_Source extract_.
▼▼▼
So, to start with the facts: the case arose between a Lithuanian consumer and their lawyer and concerned several contracts concluded between the two. Each of the contracts included a relatively unsophisticated remuneration clause, according to which the client stood to pay 100 EUR per hour of work by the lawyer. 

After several years and a series of partial payments, it appears that a dispute had arisen between lawyer and client as to the amount of the overall fee - with the former asking for roughly double, in total, of what the client had paid until then. This controversy led to a court case, during which successive Lithuanian courts found the remuneration term unfair for its failure to provide the consumer sufficient clarity on the likely significance of their financial commitment. To make things worse for the lawyer, Lithuanian law (article 6.2284(6) of the Civil Code)  has implemented the transparency requirement "the German way", that is by specifying that terms can be deemed unfair for the sole fact that they are not transparent. The Lithuanian supreme court, thus, turned to the CJEU to know, in particular: a) whether indeed a term only indicating an hourly fee should be considered as lacking transparency; b) whether indeed they should follow the letter of Lithuanian law and consider that the term should be invalidated; c) what the consequences should be in such case, given the fact that the contract would obviously not stand without the unfair term. [other questions need not be addressed here]

As to the first question, which is also the most interesting, the Court [para 41] ]had to acknowledge that identifying and indicating with certainty what the final cost of legal services will be poses serious hurdles and cannot be expected of lawyers (interesting to think: what other professions could this apply to and how?); at the same time, it concludes, there can be several ways for the professional to provide the consumer, before concluding the contract, ways to estimate future expenses or anyway know how they can expect to be able to keep them under their purview. A mere indication of an hourly fee, without information as to the rough expected amount of hours to be invested or as to ways in which the consumer will be kept informed of the hours worked and fees due, does not comply with the transparency requirement. This is, according to the Court, necessary in order to allow the consumer to take a prudent decision. [paras 44-45]

As to the second question, it should surprise no-one that indeed, opting for a higher level of consumer protection is expressly allowed under the Directive and hence – while the Directive itself does not require terms lacking transparency to be declared unfair, it certainly allows for this consequence when so established under national law. [see paras 51-52]. This means that the court did not elaborate, in this case, on how courts in systems that do notautomatically connect lack of transparency and unfairness would have to go and investigate whether the term caused a significant imbalance, contrary to good faith, under the Directive’s article 3.
▲▲▲
_Assignment_. In the case commentary, what hourly fee did the client's contracts set for the lawyer's work? The listing is separate material with no connection to the text above.

_Dataset extract_.
▼▼▼
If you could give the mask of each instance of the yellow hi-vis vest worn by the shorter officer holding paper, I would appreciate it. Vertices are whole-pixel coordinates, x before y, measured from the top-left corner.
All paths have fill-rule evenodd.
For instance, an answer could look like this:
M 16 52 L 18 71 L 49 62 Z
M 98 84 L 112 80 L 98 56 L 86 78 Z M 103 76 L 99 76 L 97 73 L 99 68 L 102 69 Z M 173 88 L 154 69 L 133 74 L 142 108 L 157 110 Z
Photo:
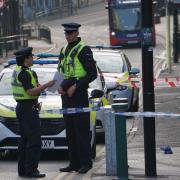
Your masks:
▲▲▲
_Response for this exercise_. 100 EUR per hour.